Requirement a ->
Translate the following sentence from the excerpt on names and class into Spanish: "Obviously, Shaquille O’Neal is the first name that comes to mind when that name is mentioned."

When new parents finalize the process of naming their children, they are doing more than creating a name; they’re creating a lifelong blessing or curse for that baby. With all the different iterations of first names these days, I’m seeing some obvious status-coded mistakes. These mistakes will follow these children and, in the harshest cases, prevent them from being taken seriously in society.1

Black Names, Class, and Burden

Let’s start with Black Americans… The name Shaniqua has long been a running joke. If I’m correct, In Living Color made fun of the name decades ago. The name Shaquille has the same ring.2

Obviously, Shaquille O’Neal is the first name that comes to mind when that name is mentioned. It’s a terrible name. When Shaquille first entered the basketball scene, I despised the guy because his first name preceded him. It wasn’t racial hostility. It was class signaling. I’ll admit, I’m a fuckin’ snob who also happens to be broke. Also, he played for a team that wasn’t the Boston Celtics.

Requirement b ->
Within the records, switch "turquoise water" to "clear lake water" in the part that opens with the line containing "entry: <item>turquoise water</item>" and closes with the line containing "Trace every instance of the <item>turquoise", leaving everything else unchanged. Provide only those lines.

Items listed in a dataset
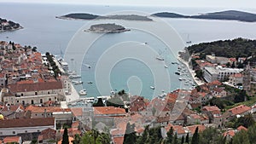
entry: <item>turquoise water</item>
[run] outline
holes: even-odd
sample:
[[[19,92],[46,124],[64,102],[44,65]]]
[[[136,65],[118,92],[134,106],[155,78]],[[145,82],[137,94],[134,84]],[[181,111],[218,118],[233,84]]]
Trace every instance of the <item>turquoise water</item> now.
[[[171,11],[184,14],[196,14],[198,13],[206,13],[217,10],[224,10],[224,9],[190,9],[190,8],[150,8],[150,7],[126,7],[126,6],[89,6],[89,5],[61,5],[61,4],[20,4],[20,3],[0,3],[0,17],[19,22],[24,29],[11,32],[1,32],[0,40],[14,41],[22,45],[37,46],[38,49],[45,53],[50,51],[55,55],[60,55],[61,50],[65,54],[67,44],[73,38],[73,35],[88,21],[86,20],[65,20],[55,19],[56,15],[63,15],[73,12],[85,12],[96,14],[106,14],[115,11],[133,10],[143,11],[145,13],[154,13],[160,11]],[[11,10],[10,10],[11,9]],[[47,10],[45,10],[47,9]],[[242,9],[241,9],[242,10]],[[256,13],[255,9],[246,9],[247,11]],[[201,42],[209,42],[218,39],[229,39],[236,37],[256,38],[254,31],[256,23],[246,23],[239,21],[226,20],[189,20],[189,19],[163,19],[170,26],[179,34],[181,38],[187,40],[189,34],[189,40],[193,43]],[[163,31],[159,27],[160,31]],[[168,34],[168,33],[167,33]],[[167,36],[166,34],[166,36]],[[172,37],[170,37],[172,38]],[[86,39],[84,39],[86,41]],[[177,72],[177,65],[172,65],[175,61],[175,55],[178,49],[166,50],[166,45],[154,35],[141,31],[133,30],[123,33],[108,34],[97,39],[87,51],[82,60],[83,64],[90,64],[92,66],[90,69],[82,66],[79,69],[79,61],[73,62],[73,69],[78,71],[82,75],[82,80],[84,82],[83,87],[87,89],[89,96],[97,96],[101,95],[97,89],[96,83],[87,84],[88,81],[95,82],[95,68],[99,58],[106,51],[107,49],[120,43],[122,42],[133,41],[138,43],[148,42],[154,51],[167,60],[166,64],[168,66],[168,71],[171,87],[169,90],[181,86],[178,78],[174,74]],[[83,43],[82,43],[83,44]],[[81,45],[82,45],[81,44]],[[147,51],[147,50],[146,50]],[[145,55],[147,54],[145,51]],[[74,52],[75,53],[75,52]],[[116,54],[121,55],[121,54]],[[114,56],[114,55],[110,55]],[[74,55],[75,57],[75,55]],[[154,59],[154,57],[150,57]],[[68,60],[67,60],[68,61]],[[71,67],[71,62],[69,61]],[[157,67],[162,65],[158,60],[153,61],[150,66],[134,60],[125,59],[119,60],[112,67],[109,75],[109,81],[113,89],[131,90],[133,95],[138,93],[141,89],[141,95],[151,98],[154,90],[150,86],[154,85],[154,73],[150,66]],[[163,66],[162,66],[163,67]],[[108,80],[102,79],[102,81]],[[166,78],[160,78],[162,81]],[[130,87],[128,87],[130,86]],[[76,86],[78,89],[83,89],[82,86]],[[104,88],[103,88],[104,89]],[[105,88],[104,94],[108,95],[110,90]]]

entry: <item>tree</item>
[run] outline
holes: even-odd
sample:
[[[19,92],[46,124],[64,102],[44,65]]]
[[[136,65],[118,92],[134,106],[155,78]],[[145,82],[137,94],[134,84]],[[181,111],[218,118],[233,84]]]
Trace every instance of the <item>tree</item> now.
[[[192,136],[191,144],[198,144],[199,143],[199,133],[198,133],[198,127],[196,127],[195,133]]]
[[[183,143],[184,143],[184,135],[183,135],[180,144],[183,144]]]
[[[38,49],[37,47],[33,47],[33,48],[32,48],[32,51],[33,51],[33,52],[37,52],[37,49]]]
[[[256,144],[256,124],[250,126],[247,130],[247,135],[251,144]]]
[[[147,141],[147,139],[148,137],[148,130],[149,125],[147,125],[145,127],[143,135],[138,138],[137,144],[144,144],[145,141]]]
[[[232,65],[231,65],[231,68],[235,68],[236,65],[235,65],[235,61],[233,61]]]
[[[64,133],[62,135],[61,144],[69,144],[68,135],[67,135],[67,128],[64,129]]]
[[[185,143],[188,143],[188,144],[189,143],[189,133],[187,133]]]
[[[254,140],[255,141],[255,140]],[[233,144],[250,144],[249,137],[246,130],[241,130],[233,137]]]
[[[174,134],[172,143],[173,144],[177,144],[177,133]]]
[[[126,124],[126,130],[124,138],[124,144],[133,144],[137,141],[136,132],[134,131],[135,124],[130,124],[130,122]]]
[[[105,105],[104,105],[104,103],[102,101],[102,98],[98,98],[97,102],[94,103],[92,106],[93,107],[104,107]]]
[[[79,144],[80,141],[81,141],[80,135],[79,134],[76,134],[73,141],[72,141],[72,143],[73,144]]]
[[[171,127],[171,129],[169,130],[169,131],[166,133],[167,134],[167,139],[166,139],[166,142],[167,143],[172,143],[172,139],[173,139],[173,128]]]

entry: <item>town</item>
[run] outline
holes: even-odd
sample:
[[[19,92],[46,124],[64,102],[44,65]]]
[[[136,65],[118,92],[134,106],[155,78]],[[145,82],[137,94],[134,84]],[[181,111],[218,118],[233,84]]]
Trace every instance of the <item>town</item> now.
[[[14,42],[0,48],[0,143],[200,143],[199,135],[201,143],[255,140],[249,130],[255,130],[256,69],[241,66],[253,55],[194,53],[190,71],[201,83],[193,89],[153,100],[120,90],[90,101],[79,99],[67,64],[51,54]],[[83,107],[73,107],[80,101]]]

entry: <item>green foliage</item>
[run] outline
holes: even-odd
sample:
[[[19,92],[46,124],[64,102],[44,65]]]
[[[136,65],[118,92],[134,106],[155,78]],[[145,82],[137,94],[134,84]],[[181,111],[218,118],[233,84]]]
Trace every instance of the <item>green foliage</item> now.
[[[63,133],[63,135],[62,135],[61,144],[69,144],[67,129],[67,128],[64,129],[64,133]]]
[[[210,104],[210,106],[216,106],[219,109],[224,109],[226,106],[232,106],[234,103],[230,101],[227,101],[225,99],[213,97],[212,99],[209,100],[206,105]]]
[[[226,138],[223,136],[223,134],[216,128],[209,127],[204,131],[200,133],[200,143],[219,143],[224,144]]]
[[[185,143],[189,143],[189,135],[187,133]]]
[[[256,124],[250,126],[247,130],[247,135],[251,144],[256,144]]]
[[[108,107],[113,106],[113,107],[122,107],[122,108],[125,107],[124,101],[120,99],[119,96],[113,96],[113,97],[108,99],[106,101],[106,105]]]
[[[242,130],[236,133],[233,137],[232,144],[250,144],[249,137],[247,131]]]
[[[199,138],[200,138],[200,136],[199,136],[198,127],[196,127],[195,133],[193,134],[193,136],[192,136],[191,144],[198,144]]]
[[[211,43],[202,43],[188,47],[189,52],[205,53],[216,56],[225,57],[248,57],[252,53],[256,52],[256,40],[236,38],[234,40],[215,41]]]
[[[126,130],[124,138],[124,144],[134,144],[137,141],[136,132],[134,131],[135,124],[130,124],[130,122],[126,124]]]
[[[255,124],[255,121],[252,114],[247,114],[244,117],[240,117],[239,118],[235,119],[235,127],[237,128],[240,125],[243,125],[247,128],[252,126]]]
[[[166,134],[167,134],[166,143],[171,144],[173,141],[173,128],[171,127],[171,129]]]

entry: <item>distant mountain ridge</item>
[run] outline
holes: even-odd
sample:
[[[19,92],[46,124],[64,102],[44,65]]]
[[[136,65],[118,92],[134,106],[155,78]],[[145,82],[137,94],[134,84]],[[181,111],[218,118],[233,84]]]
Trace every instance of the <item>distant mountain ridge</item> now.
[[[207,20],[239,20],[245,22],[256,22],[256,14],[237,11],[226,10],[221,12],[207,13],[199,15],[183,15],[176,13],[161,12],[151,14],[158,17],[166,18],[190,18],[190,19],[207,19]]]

...

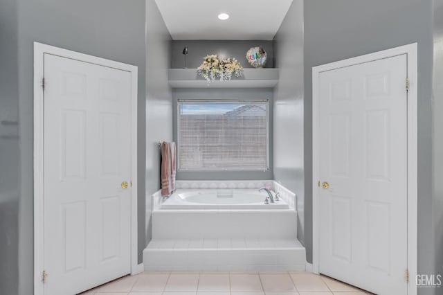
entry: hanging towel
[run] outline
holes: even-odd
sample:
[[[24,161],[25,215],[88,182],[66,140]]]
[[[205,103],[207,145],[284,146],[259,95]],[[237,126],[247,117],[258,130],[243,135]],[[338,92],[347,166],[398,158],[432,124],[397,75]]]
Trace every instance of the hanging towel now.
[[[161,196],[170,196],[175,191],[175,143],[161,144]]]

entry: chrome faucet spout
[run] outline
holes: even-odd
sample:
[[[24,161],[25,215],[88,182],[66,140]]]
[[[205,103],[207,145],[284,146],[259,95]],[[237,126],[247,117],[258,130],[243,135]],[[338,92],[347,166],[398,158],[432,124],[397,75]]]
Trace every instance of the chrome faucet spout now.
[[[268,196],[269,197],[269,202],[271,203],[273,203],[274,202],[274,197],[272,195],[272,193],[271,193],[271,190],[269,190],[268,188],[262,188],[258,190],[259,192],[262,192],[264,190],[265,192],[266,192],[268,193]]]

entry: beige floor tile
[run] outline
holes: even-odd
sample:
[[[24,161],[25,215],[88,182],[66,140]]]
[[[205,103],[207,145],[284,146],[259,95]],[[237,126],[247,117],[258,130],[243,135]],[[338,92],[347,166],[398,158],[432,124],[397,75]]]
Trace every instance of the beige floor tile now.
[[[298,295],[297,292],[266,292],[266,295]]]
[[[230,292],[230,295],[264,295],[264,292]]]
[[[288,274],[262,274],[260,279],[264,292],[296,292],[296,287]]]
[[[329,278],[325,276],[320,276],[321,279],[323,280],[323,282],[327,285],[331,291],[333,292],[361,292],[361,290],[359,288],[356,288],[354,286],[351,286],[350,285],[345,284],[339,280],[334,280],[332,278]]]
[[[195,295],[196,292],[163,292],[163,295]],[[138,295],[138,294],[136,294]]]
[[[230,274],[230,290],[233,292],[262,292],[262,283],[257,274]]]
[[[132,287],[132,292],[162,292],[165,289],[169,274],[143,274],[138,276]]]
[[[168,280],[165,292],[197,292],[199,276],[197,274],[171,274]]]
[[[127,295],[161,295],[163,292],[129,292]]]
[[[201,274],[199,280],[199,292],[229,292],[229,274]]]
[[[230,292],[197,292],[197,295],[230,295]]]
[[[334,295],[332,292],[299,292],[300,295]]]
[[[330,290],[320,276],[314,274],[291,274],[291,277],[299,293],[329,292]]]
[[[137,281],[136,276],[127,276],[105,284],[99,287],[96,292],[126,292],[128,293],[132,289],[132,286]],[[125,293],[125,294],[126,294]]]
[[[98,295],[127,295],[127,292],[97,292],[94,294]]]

---

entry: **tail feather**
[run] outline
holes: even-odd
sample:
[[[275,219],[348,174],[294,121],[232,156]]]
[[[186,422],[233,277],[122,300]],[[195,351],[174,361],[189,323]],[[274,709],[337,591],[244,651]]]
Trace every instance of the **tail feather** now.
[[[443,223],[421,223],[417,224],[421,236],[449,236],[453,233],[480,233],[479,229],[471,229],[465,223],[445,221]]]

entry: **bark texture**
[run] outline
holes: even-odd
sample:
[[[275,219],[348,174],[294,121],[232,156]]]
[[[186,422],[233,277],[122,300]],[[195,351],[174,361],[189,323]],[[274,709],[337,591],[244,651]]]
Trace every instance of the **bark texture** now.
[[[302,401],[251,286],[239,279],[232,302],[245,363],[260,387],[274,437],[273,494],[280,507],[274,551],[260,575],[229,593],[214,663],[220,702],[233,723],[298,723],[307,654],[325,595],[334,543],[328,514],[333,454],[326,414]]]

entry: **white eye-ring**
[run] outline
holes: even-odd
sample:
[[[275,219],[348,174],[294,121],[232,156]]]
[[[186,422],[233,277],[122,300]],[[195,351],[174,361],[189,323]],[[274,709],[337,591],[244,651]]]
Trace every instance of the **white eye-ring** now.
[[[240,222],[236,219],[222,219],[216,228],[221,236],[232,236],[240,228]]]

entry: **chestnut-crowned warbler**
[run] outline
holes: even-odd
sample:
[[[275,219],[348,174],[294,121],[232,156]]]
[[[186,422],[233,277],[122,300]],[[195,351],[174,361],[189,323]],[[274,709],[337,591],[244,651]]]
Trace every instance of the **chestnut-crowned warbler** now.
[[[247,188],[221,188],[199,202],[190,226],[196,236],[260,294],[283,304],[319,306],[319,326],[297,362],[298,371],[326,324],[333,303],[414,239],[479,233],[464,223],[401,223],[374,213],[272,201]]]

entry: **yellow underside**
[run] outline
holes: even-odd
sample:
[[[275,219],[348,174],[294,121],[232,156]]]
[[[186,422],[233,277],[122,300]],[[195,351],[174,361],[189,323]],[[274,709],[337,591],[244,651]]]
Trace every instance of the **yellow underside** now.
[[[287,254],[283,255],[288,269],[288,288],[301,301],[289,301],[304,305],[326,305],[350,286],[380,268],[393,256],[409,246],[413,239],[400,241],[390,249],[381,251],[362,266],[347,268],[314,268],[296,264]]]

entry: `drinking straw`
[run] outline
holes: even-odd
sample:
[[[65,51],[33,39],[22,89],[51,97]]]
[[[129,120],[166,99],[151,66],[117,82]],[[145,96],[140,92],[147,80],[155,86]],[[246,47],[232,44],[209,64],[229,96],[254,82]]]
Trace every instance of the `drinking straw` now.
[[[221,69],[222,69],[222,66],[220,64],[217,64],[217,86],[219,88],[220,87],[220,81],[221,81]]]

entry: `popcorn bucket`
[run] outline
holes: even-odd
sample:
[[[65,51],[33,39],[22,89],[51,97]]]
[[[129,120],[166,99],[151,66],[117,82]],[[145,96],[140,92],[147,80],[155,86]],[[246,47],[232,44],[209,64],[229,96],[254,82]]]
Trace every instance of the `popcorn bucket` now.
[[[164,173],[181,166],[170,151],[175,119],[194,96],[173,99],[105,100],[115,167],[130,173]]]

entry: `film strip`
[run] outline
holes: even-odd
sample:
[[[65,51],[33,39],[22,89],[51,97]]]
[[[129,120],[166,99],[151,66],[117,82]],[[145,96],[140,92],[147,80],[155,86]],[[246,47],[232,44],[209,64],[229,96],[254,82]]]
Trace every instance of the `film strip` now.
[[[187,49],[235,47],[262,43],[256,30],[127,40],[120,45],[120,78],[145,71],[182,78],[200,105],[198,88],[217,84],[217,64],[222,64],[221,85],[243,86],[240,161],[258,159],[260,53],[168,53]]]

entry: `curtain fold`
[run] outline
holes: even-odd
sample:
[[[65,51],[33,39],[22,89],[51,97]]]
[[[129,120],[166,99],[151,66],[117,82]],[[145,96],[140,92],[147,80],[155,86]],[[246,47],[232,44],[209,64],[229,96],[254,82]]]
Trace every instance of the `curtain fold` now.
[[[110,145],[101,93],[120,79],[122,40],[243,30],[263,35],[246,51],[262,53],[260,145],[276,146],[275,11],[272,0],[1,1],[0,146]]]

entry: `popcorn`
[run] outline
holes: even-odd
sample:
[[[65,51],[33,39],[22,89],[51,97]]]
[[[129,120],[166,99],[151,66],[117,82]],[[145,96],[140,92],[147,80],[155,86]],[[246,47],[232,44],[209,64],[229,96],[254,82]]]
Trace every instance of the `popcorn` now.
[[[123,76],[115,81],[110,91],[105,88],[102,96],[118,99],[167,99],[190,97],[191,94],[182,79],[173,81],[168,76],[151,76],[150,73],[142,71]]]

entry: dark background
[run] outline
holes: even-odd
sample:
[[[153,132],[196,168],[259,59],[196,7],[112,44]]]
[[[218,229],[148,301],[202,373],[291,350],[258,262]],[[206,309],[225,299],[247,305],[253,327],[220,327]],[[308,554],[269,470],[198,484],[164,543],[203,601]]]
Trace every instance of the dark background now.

Exercise result a ->
Obviamente, Shaquille O’Neal es el primer nombre que viene a la mente cuando se menciona ese nombre.

Exercise result b ->
entry: <item>clear lake water</item>
[run] outline
holes: even-odd
sample:
[[[19,92],[46,124],[64,102],[44,65]]]
[[[136,65],[118,92],[134,106],[155,78]],[[145,82],[137,94],[134,84]],[[181,111],[218,118],[233,84]]]
Trace every instance of the <item>clear lake water</item> now.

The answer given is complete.